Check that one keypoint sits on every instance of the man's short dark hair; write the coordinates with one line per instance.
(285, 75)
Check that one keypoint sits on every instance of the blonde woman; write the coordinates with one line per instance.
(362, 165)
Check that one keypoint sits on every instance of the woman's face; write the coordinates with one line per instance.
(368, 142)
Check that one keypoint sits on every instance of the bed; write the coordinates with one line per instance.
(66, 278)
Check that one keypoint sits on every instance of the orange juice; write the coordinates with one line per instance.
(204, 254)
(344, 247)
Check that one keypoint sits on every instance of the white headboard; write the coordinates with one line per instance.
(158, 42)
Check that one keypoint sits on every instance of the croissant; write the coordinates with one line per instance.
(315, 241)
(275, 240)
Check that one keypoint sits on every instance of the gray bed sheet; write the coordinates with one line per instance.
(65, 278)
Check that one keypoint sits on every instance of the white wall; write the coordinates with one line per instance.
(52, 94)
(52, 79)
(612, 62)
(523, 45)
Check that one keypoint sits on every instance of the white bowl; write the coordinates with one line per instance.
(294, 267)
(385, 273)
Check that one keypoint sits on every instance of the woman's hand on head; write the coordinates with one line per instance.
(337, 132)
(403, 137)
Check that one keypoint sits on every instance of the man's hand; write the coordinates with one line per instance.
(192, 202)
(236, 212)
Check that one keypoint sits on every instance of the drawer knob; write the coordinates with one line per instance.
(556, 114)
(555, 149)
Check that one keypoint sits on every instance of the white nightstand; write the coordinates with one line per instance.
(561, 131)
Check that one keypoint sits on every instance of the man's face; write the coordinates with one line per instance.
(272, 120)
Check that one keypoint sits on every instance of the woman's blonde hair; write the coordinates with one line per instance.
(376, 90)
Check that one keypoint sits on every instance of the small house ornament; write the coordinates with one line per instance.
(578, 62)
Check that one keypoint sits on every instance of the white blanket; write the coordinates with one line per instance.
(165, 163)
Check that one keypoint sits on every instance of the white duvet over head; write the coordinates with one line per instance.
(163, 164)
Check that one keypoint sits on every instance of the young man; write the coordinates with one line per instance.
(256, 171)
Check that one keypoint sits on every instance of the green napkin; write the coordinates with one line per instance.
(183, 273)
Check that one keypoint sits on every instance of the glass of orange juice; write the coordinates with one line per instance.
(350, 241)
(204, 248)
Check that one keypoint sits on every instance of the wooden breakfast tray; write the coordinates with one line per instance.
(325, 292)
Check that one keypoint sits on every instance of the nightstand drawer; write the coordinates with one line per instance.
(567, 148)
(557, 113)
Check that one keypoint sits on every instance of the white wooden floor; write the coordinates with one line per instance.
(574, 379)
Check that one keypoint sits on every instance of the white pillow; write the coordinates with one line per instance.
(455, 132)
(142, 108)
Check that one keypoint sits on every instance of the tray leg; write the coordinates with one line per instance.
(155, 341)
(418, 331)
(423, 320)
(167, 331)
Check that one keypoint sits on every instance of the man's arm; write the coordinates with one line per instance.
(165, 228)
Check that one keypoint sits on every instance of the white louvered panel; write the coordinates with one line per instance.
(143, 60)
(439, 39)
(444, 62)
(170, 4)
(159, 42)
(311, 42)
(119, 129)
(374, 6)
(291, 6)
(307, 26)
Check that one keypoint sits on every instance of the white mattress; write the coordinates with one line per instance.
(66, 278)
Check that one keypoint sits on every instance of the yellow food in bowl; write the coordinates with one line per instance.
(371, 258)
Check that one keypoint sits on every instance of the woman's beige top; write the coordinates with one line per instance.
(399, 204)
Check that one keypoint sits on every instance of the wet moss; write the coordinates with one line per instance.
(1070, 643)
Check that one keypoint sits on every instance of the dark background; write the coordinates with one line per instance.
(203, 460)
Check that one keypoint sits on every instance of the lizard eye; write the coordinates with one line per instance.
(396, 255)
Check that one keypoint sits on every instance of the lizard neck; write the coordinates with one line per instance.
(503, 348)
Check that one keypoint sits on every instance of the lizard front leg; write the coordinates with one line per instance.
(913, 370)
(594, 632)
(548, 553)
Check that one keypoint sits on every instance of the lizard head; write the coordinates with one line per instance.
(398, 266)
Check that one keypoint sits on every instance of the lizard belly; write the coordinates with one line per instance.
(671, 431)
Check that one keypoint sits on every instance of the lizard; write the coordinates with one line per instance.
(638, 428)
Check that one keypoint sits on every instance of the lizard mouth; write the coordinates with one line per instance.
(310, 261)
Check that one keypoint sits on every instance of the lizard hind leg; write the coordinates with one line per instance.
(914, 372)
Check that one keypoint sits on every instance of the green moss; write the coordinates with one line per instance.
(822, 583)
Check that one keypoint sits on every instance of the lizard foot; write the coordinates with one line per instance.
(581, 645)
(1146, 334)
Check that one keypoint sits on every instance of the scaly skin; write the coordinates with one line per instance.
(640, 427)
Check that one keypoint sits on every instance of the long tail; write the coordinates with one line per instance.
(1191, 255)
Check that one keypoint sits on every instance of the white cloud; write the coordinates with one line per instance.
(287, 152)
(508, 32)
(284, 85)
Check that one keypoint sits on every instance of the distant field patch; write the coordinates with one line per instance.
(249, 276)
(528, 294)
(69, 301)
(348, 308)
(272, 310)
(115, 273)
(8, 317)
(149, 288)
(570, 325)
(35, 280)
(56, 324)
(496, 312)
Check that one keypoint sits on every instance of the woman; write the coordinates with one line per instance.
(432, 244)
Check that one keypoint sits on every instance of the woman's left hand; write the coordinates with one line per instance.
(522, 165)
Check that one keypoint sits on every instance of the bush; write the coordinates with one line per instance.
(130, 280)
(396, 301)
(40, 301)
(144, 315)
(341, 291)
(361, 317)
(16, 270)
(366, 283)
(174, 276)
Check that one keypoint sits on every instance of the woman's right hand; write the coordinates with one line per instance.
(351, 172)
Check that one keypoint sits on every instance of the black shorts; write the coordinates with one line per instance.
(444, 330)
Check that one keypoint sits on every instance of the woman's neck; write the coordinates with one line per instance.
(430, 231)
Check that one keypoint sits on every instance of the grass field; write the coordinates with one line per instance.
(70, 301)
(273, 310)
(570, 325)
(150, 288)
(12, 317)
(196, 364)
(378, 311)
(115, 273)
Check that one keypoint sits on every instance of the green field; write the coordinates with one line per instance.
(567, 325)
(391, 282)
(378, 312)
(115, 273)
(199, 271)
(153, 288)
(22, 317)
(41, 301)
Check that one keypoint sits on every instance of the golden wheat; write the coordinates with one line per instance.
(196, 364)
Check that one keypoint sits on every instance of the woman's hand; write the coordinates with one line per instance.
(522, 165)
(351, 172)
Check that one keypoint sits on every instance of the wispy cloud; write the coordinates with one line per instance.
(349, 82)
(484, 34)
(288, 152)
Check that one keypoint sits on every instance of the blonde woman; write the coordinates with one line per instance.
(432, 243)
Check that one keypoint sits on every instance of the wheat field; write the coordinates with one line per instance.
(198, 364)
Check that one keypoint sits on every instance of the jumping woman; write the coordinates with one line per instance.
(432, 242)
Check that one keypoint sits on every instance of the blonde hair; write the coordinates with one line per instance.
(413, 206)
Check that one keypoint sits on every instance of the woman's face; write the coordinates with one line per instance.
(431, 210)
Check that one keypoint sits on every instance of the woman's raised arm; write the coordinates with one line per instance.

--

### EXERCISE
A verbatim copy of all the records is required. Write it out in full.

### EXPECTED OUTPUT
Check that one keypoint sits on every instance of the man's short dark hair; write the coordinates with one line per instance.
(285, 75)
Check that one keypoint sits on every instance of the blonde woman; write the coordinates with one line per instance.
(362, 165)
Check that one keypoint sits on every instance of the woman's face; write the coordinates with one line per instance.
(368, 142)
Check that one keypoint sits on every instance of the bed; write the coordinates with one line per instance.
(66, 278)
Check that one keypoint sits on every instance of the orange juice; write the coordinates with one line per instance.
(204, 254)
(344, 247)
Check that one keypoint sits on every instance of the white headboard; write the coordinates with one line per instance.
(158, 42)
Check that one keypoint sits on every instance of the croissant; write the coordinates with one line per instance.
(315, 241)
(275, 240)
Check that one keypoint sits on every instance of the gray bed sheet; write the coordinates with one line per instance.
(65, 278)
Check that one keypoint sits on every instance of the white wall; write the coordinates with one line per instance.
(52, 94)
(52, 79)
(612, 62)
(523, 45)
Check that one keypoint sits on every instance of the white bowl; write the coordinates with one line per instance.
(294, 267)
(385, 273)
Check that one keypoint sits on every instance of the woman's hand on head; write the coordinates with one line per instance.
(337, 132)
(403, 137)
Check that one keypoint sits on every instance of the man's hand; write the coordinates with one line per instance.
(192, 202)
(236, 212)
Check that one keypoint sits on every instance of the drawer knob; write the coordinates with one line per instance.
(556, 114)
(555, 149)
Check that one keypoint sits on every instance of the white nightstand; write the coordinates with one line per instance.
(561, 131)
Check that one keypoint sits on every instance of the man's face; write the coordinates with one line per instance.
(272, 120)
Check that one keypoint sits on every instance of the woman's blonde hair; write the coordinates with one line per instance.
(376, 90)
Check that one keypoint sits on every instance of the small house ornament; write the coordinates with one line per instance.
(578, 62)
Check that one keypoint sits on every instance of the white blanket; write the coordinates with one line per instance.
(165, 163)
Check that one keypoint sits on every instance of the white duvet over head; write the coordinates with one line per instance.
(163, 164)
Check that one keypoint sits on every instance of the young man; write the coordinates with one line per instance.
(256, 171)
Check that one keypoint sits on every instance of the green napkin; write the coordinates with one line per instance.
(183, 273)
Check that one keypoint sits on every instance of the glass of orange juice; write the coordinates with one line per instance.
(350, 241)
(204, 248)
Check that one keypoint sits on every instance of the wooden breakfast tray; write the coordinates with one line per instance.
(325, 292)
Check that one keypoint sits on every instance of the nightstand drawer; write the coordinates with one line per instance.
(567, 148)
(557, 113)
Check that one keypoint sits on every instance of the white wooden floor; write the coordinates with one line per instance.
(574, 379)
Check that one keypoint sits on every instance of the white pillow; write the coordinates with one line per instance.
(455, 132)
(142, 108)
Check that one keypoint sits on every instance of the tray leg; write the coordinates with one line per instance.
(155, 341)
(418, 331)
(423, 320)
(167, 331)
Check that one keypoint sits on every instance of the man's arm; write the coordinates with one line per instance.
(165, 228)
Check that one keypoint sits on every instance of the white louvered panel; write the coordinates with one line per instance.
(143, 60)
(439, 39)
(444, 62)
(170, 4)
(159, 42)
(311, 42)
(119, 129)
(374, 6)
(291, 6)
(307, 26)
Check that one keypoint sits on every instance of the white mattress; write the coordinates with one line per instance.
(66, 278)
Check that one keypoint sits on every instance of the yellow food in bowl; write the coordinates with one line per instance.
(371, 258)
Check that one keypoint sits on every instance of the woman's beige top; write the coordinates with one line per instance.
(399, 204)
Check that one keypoint sits on every instance of the wet moss; write the coordinates with one line per instance.
(1070, 643)
Check that one keypoint sits on every instance of the dark background; write the coordinates with one line per instance.
(203, 460)
Check that one keypoint sits on every instance of the lizard eye; write the coordinates with one line per instance.
(396, 255)
Check that one keypoint sits on every instance of the lizard neck; write the coordinates with one line per instance.
(503, 348)
Check that one keypoint sits on every instance of the lizard front leg; write the coordinates with one line per instance.
(913, 370)
(594, 632)
(548, 553)
Check that one keypoint sits on every instance of the lizard head; write the coordinates with one line per instance.
(398, 266)
Check that one keypoint sits on every instance of the lizard belly; write the coordinates with one line per instance.
(671, 431)
Check that one keypoint sits on every instance of the lizard; write the coordinates with one line per instance.
(638, 428)
Check that one keypoint sits on every instance of the lizard mouth; write the coordinates with one line per instance.
(310, 261)
Check that one keypoint sits on every instance of the lizard hind leg; write the coordinates with one line per instance.
(914, 372)
Check that one keypoint sits on every instance of the green moss; write the coordinates with one line per instance.
(822, 583)
Check that one keypoint sits on every instance of the lizard foot; write the coordinates with one line per instance.
(581, 645)
(1146, 334)
Check that one keypoint sits on every instance of the scaly skin; write the coordinates with one line per instance.
(640, 427)
Check that one keypoint sits on every instance of the long tail; write the coordinates with one line per instance.
(1191, 255)
Check that one keypoint sits on every instance of the white cloud; write the coordinates with one line per instance.
(287, 152)
(508, 32)
(284, 85)
Check that one keypoint sits on every instance of the distant field patch; write the coordinates with one line per instance.
(249, 276)
(528, 294)
(69, 301)
(348, 308)
(272, 310)
(115, 273)
(8, 317)
(149, 288)
(570, 325)
(35, 280)
(56, 324)
(496, 312)
Check that one keypoint sits on every instance of the woman; write the coordinates with one line per instance.
(432, 244)
Check that one keypoint sits on every instance of the woman's left hand; write the coordinates with one line per instance.
(522, 165)
Check that one keypoint sits on every instance of the bush; write the coordinates with one line per instance.
(130, 280)
(396, 301)
(40, 301)
(144, 315)
(341, 291)
(361, 317)
(16, 270)
(366, 283)
(174, 276)
Check that one keypoint sits on every instance of the woman's right hand; write the coordinates with one line per instance.
(351, 172)
Check that one keypoint sits on every instance of the black shorts; write the coordinates with one line per instance.
(444, 330)
Check that one keypoint sits on every instance of the woman's neck; write the coordinates with one line per instance.
(430, 231)
Check that one keypoint sits on every instance of the grass field; write the coordinates with one line per instance.
(70, 301)
(273, 310)
(570, 325)
(150, 288)
(12, 317)
(196, 364)
(378, 311)
(115, 273)
Check that one keypoint sits on every instance of the green field; write the coordinates with one line per instance.
(567, 325)
(391, 282)
(378, 312)
(115, 273)
(199, 271)
(153, 288)
(22, 317)
(41, 301)
Check that one keypoint sits on every instance of the golden wheat; write the coordinates with one line per instance.
(196, 364)
Check that one keypoint sits on every instance of the woman's hand; write the coordinates with one line per instance.
(522, 165)
(351, 172)
Check that one keypoint sits on every instance of the wispy cloud; write the coordinates with one line per instance.
(349, 82)
(484, 34)
(288, 152)
Check that one keypoint sits on every instance of the blonde woman; write the coordinates with one line per instance.
(432, 243)
Check that one keypoint sits on every instance of the wheat field; write the coordinates with one line per instance.
(198, 364)
Check that one keypoint sits on every instance of the jumping woman; write the coordinates with one line per instance.
(432, 242)
Check that one keypoint sits on every instance of the blonde hair; write the coordinates with one line per instance.
(413, 206)
Check that one keypoint sits on every instance of the woman's face; write the coordinates with one line per instance.
(431, 210)
Check that one keypoint sits on every instance of the woman's raised arm; write the coordinates with one line per instance.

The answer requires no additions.